The problem
Collect every line in the material below that contains the string "photo".

begin Material for this exercise

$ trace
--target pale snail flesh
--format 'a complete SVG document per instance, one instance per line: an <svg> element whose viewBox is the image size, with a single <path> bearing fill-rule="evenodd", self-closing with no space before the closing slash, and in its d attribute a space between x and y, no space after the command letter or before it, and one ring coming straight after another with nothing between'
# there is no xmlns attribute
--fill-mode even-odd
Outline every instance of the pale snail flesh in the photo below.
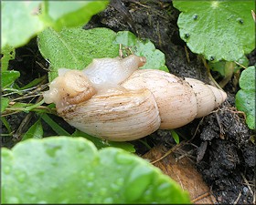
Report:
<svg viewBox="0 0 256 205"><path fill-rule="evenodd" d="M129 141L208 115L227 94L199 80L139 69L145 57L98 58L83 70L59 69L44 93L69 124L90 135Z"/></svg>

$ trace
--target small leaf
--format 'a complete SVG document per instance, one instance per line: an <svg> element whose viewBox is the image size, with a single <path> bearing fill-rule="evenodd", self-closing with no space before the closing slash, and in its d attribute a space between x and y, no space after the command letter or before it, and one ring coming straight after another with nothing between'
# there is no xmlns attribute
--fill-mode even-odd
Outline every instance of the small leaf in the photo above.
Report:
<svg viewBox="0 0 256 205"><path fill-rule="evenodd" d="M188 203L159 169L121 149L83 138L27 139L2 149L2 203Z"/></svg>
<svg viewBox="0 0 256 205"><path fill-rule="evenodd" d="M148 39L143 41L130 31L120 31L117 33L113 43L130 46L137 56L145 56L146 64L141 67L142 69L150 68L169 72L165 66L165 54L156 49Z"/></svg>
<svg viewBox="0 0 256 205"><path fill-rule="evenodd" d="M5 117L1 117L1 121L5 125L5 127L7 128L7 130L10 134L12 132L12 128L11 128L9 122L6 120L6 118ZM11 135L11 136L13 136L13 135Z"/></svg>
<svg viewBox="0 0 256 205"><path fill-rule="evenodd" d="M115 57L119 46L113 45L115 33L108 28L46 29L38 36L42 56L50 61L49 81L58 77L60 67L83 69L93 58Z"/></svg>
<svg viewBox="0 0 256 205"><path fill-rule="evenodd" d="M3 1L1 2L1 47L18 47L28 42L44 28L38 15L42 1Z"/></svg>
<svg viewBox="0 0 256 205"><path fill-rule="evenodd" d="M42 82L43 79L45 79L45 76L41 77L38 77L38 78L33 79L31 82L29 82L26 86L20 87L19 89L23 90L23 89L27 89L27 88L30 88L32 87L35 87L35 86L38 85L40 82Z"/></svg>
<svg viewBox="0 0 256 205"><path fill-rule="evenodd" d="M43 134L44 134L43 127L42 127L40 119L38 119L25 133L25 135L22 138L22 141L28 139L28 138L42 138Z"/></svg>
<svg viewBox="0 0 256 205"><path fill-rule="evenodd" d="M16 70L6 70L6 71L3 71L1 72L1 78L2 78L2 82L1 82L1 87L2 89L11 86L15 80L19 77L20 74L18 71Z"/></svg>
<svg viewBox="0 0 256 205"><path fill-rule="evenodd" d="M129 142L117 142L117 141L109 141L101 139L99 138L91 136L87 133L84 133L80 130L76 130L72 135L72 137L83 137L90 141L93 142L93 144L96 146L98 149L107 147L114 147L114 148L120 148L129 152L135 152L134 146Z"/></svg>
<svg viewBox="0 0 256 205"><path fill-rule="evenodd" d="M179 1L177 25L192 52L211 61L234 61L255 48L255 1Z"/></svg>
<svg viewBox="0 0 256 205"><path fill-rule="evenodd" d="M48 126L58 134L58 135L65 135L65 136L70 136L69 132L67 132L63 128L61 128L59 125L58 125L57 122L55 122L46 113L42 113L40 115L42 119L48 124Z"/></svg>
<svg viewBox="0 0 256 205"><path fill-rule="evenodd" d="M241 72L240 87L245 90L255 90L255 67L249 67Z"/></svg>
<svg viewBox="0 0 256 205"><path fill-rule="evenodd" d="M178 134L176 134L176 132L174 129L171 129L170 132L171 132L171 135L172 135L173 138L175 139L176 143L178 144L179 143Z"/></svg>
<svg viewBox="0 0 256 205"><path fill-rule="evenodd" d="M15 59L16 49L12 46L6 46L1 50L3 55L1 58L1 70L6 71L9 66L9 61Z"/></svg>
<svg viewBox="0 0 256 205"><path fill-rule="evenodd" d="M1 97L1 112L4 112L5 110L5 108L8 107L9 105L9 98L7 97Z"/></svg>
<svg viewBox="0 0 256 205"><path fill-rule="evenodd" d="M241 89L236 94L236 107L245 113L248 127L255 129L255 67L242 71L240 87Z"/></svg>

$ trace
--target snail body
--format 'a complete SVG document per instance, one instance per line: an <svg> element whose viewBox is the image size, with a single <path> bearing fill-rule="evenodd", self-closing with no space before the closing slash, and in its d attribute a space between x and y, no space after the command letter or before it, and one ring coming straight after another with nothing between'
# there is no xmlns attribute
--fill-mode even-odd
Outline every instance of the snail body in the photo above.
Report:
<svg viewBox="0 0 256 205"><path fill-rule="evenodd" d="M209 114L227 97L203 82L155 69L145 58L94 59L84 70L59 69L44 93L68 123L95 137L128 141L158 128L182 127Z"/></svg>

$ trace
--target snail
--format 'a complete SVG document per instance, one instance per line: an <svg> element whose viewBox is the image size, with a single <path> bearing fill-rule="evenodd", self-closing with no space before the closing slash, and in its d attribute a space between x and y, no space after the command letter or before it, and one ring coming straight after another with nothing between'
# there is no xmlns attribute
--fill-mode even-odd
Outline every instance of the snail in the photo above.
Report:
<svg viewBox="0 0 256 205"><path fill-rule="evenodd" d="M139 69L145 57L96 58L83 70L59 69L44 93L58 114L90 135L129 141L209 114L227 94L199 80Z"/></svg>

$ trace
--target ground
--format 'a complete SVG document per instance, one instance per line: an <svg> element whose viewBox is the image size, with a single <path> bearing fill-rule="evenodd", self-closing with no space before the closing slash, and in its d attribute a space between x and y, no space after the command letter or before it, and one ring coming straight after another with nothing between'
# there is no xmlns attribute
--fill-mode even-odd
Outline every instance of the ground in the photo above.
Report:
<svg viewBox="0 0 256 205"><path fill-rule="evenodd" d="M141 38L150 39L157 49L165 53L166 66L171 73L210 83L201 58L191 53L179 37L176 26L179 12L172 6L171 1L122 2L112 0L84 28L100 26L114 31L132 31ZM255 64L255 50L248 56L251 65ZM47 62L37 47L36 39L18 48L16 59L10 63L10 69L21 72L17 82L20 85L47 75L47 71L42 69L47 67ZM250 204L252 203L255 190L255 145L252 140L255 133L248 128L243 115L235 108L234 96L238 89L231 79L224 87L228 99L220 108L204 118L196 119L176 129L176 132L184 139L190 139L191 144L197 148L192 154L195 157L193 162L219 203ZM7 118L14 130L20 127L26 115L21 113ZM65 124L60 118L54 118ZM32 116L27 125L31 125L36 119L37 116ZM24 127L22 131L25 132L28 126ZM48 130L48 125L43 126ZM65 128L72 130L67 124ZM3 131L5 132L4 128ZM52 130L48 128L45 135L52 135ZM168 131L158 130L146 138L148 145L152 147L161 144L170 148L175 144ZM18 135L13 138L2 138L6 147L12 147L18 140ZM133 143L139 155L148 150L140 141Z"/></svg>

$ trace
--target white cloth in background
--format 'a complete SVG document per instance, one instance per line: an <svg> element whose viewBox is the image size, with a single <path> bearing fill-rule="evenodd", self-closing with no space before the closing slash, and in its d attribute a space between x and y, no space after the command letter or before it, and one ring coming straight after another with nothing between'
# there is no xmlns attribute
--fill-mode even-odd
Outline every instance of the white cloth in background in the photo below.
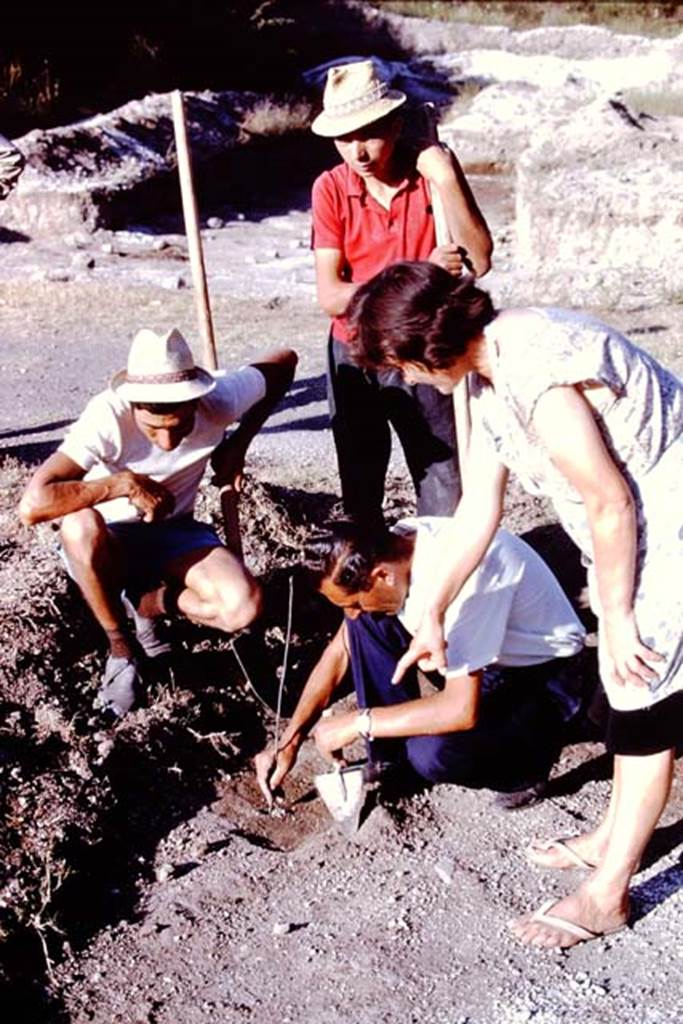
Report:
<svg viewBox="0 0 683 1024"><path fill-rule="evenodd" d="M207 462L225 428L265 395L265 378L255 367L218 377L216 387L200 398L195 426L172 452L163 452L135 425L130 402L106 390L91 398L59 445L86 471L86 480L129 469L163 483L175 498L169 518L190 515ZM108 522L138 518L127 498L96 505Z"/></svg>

end Material for this exercise
begin Material for this exercise

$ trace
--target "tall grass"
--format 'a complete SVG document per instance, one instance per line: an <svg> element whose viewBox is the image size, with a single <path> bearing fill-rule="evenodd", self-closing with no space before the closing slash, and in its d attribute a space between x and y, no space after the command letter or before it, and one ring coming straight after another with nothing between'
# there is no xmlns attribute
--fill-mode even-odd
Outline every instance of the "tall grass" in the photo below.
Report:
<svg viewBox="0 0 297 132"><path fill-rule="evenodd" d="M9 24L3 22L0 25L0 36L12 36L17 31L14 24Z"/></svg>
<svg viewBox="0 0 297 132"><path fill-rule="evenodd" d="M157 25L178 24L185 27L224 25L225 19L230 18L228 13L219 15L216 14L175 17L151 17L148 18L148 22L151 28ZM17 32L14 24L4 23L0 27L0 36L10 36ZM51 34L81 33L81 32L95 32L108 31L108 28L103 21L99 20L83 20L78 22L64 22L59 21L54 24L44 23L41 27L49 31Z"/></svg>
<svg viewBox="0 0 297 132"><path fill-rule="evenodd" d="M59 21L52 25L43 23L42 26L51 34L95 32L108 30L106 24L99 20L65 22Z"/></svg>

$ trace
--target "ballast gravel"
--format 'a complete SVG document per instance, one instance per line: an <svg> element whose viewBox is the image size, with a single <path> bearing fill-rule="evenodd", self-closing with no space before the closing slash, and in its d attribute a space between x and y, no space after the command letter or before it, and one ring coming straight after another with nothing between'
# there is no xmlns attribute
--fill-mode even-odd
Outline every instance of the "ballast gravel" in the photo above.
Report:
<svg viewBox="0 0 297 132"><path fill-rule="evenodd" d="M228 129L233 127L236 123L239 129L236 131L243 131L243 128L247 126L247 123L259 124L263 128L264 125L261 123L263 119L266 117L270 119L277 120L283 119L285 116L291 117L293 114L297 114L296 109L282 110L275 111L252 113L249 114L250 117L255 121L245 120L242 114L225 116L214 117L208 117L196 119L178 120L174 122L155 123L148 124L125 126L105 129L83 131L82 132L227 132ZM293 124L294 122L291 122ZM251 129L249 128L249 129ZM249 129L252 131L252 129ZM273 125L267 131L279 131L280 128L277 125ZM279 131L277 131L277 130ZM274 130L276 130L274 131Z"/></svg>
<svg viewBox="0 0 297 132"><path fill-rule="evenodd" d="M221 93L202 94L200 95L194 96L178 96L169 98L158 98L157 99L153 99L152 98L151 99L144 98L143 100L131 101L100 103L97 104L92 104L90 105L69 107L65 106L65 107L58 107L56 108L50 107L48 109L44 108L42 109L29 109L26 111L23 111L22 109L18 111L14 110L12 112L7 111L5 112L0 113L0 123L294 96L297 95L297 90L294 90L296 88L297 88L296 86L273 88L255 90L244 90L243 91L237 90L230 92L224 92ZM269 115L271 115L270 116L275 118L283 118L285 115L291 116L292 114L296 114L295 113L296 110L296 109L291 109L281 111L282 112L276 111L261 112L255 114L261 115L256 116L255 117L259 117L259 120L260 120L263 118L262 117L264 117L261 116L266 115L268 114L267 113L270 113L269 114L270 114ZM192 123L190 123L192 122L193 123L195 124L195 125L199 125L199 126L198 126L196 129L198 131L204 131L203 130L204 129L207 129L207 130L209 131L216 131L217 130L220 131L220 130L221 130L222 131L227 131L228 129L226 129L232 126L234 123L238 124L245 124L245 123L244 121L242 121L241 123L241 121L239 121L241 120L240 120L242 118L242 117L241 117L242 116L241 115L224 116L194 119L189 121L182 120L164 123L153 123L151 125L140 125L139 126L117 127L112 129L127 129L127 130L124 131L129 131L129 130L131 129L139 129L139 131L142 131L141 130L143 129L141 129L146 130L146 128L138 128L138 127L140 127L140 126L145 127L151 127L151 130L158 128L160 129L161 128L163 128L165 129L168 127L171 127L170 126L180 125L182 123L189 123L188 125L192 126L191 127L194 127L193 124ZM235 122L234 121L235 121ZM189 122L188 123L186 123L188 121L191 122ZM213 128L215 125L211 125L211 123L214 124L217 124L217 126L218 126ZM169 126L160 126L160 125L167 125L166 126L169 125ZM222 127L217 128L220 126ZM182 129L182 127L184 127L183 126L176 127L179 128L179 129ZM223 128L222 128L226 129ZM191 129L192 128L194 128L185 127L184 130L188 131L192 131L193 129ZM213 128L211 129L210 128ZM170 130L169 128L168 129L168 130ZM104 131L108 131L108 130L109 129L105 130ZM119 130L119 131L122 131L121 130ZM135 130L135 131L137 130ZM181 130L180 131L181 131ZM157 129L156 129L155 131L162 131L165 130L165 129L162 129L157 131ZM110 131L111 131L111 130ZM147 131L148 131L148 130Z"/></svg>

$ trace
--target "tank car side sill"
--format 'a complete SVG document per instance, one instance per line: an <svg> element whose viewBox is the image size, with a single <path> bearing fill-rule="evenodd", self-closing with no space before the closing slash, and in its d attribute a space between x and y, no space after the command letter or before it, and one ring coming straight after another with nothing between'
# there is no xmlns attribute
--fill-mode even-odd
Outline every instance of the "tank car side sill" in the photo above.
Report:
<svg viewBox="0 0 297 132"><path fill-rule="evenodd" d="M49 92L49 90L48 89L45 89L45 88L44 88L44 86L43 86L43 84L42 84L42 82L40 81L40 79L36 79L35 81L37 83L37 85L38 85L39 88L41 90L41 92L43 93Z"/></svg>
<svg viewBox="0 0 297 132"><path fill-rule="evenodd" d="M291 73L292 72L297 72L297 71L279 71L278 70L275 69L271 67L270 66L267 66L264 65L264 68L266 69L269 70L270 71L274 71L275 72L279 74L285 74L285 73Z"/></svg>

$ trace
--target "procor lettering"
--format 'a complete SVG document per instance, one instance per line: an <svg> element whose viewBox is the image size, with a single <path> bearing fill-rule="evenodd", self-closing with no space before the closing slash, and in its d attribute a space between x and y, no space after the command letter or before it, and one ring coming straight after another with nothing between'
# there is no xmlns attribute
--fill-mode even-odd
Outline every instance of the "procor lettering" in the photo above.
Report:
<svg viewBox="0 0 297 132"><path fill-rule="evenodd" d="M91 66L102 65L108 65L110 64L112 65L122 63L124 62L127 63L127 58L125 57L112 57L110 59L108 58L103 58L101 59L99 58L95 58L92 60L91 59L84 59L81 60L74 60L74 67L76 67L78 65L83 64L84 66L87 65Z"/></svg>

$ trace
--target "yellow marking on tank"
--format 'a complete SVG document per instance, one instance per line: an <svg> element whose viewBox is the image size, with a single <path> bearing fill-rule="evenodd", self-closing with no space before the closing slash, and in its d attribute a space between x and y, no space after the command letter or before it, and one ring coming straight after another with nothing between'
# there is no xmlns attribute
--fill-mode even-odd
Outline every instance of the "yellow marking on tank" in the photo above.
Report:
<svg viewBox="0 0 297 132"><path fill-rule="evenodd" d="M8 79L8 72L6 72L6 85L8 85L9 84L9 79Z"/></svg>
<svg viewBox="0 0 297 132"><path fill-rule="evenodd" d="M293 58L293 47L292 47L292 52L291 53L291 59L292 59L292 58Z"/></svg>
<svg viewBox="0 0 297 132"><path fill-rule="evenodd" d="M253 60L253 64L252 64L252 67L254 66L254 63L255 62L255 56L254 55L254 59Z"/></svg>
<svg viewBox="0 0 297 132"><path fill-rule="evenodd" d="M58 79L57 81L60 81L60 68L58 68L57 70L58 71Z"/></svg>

end Material for this exercise

Output below
Outline every instance of the pale snail flesh in the photo below.
Outline every instance of the small leaf in the photo above.
Outline every instance of the snail body in the photo above.
Outline every instance of the snail in the photo above.
Outline every instance of the ground in the photo above.
Outline every instance of the white cloth in background in the photo below.
Outline every instance of the "tall grass" in the photo below.
Outline every instance of the "ballast gravel" in the photo above.
Outline every instance of the "tank car side sill" in the photo above.
Outline every instance of the "procor lettering" in the photo above.
Outline every instance of the "yellow marking on tank" in the photo above.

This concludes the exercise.